● YOUR OBJECTIVE
A word-for-word copy of the lines from the one holding "Tag the metal" through the final line of the records below is the only output asked for.

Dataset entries

--- --- ---

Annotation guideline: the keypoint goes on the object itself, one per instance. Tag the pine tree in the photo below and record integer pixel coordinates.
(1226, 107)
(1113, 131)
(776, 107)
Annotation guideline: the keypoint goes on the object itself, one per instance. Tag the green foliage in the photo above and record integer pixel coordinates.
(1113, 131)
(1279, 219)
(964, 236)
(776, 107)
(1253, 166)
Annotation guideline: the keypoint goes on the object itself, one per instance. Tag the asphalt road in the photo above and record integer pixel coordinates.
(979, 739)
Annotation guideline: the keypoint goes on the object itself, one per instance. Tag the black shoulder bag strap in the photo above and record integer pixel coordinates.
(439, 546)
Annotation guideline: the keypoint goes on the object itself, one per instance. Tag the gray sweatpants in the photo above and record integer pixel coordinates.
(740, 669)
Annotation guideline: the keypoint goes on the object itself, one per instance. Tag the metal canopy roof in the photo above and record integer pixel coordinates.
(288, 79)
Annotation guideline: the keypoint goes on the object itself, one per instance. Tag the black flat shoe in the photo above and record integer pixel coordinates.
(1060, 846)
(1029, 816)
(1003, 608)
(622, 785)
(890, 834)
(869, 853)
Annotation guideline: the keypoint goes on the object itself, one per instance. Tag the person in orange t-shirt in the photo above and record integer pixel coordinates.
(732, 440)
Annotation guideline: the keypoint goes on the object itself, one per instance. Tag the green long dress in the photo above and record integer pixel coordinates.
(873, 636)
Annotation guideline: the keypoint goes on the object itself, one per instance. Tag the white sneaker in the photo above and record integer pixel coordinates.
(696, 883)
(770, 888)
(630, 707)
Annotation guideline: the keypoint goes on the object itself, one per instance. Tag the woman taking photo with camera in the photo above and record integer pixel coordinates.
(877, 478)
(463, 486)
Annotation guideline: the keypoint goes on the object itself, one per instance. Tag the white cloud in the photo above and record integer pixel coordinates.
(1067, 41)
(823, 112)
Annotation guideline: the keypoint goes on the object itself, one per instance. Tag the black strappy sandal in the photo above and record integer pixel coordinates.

--- --- ---

● ANSWER SPACE
Annotation guideline: the keypoint goes on the object itself, one per instance. Tag the metal canopy roof in the photo above and record integer pixel coordinates.
(288, 79)
Annotation guideline: the keypoint goes on the object itself, one per instance. Tag the black flat shoe in the photo above and record integer pixel coordinates.
(1060, 846)
(1029, 816)
(1003, 608)
(622, 785)
(890, 834)
(869, 853)
Annotation guideline: the keypoint goes on the object itself, one per instance. Tag the person in orange t-shirt in the photo above and record integer pixel coordinates.
(732, 440)
Annotation guideline: the keypoint goes on the object itself, one per instance. Tag the green long dress in the photo above and record integer pixel coordinates.
(873, 636)
Annotation guideline: the keypoint goes on the object itself, one per instance. Tag the white sneaker in the photo above and record integer pixel coordinates.
(696, 883)
(770, 888)
(630, 707)
Annotation guideline: the keypoint goes on the object itself, one per instance. Tag the woman taking photo with camera in the photo above and record integer pixel coordinates.
(877, 478)
(463, 486)
Annotation guideline: the keypoint goes on the object itself, one per instance. Tag the white cloud in the photo above and record integer pixel coordinates.
(1067, 41)
(823, 112)
Annotation guideline: the keypoint goes on the object itself, one per instance. Tag the black strappy sandal in the photo above and record integer pixel coordinates.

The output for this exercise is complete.